> _Извлечённый текст_
<<<<
При этом Мейерхольд «мечтал, чтобы спектакль шел без антрактов» [84, 376]. В лекции «Создание элементов экспликации», прочитанной на режиссерском факультете ГЭКТЕМАС 24 февраля 1924 года, Мастер проводил параллели между пушкинской трагедией и театром Шекспира: «Первый вопрос, который возникает: почему 24 картины, а не столько-то актов? Потому что это манера театра Шекспира, который писал свои вещи не для чтения, а для постановки на театре, с учетом временной длительности спектакля. Далее знаем: Шекспира интересовали происшествия, события. < …> Пушкина привлекала стремительность развертывающегося без антрактов действия {242} (курсив мой. — А. Р. )» [цит. по: 157б, 387 – 388]. Перестановки между картинами, осуществляемые через затемнение, не должны были, по мысли Мейерхольда, превышать пятнадцати секунд [см.: 130, 366].
>>>>
> _Задание_
Допишите текст о замысле Мейерхольда поставить пушкинскую трагедию, начав сразу после его последнего предложения.

Данные с указанием точек:
<<<<
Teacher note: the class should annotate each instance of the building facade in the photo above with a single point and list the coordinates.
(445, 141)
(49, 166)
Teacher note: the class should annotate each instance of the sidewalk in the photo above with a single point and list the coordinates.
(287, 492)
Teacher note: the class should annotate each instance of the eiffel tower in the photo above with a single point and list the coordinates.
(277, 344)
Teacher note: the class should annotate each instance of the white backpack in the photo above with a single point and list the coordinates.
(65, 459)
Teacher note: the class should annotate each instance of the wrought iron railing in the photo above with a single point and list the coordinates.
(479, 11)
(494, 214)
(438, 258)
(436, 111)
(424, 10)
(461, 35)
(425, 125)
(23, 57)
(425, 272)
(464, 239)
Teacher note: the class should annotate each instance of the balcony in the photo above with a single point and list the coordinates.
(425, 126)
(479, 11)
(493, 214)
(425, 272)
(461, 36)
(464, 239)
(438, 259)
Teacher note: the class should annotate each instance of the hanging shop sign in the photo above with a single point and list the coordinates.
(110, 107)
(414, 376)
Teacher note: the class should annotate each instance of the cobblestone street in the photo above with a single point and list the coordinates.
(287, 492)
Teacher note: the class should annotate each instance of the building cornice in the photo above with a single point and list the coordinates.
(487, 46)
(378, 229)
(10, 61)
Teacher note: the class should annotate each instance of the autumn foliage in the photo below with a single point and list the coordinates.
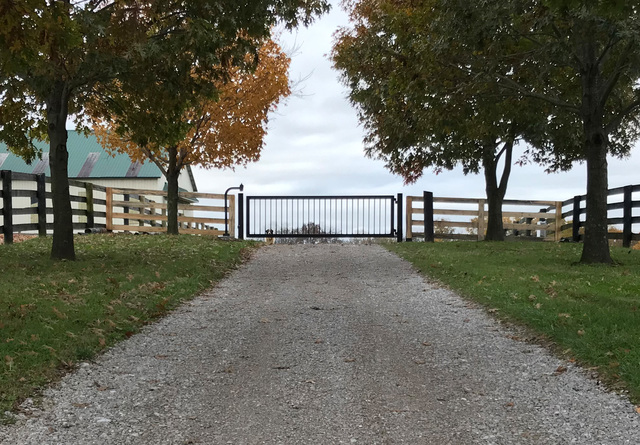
(225, 132)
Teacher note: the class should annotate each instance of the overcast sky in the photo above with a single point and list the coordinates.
(314, 144)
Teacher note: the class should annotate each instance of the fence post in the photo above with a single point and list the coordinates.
(109, 192)
(41, 196)
(7, 206)
(543, 233)
(89, 194)
(125, 209)
(558, 222)
(399, 216)
(428, 217)
(409, 219)
(240, 215)
(232, 216)
(481, 225)
(576, 219)
(248, 217)
(626, 217)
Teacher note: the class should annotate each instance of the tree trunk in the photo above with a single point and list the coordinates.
(172, 192)
(57, 111)
(596, 242)
(496, 192)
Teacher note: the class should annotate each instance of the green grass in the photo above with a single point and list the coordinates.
(54, 314)
(590, 313)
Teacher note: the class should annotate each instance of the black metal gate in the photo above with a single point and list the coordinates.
(324, 216)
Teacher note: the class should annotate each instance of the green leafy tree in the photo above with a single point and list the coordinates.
(582, 62)
(222, 132)
(55, 56)
(419, 113)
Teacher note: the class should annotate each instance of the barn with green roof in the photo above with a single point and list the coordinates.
(90, 162)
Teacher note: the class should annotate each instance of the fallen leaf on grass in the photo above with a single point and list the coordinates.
(60, 315)
(560, 370)
(81, 405)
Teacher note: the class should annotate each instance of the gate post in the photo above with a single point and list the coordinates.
(41, 196)
(576, 219)
(7, 206)
(409, 219)
(626, 217)
(90, 214)
(428, 217)
(399, 232)
(240, 215)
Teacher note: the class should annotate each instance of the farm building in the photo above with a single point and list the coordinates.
(89, 162)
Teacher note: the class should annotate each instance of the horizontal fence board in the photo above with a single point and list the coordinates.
(528, 215)
(145, 217)
(119, 191)
(456, 200)
(458, 236)
(138, 228)
(17, 176)
(212, 232)
(17, 228)
(515, 226)
(23, 193)
(620, 235)
(159, 229)
(26, 211)
(458, 224)
(453, 212)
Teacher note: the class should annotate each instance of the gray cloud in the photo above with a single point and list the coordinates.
(314, 145)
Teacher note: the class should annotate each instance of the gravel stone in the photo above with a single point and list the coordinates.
(326, 344)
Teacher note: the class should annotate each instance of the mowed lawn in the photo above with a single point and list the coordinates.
(590, 314)
(54, 314)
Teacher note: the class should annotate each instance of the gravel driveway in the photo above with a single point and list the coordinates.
(327, 344)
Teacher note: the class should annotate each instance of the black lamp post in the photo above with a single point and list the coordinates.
(226, 219)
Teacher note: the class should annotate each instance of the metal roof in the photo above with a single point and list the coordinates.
(87, 159)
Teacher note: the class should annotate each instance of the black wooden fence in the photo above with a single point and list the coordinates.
(619, 207)
(622, 201)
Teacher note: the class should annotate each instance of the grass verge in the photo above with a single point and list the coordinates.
(589, 312)
(54, 314)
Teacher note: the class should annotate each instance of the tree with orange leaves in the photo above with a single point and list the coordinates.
>>>>
> _Ответ_
Драматургическая конструкция мейерхольдовского «Бориса Годунова» не ограничивалась покартинной структурой, музыкальность постановки не исчерпывалась многочастным характером «трагической сюиты». Фрагментарное построение спектакля «прошивалось» множеством переплетенных и сложно сопоставляемых актерских сюжетов — сюжетов Бориса Годунова, Григория Отрепьева, Василия Шуйского, Басманова, Марины Мнишек и других, то есть сюжетов, благодаря подробной проработке которых и их столкновению и соподчинению постановка приобрела бы полифоническое звучание.

Главные сюжетные линии спектакля — линии двух самозванцев, Годунова и Отрепьева.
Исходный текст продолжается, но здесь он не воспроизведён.